----- Input records
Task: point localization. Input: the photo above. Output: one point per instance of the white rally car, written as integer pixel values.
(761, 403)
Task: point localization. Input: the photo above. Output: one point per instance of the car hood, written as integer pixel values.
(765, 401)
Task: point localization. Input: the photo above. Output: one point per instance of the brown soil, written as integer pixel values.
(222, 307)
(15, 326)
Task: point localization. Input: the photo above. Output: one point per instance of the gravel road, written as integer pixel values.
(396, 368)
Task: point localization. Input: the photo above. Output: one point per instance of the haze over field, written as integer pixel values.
----------
→ Exercise prompt
An exact restatement of the lines from the one with "road, written as integer pixel values." through the last line of the data is the only acceptable answer.

→ Output for this exercise
Task: point localization. Input: the photo above. Output: one point per instance of the gravel road, written as integer pixel values.
(396, 368)
Task: point localization. Input: the photo above. Output: one point per instance of the haze over field, written as integer pixel values.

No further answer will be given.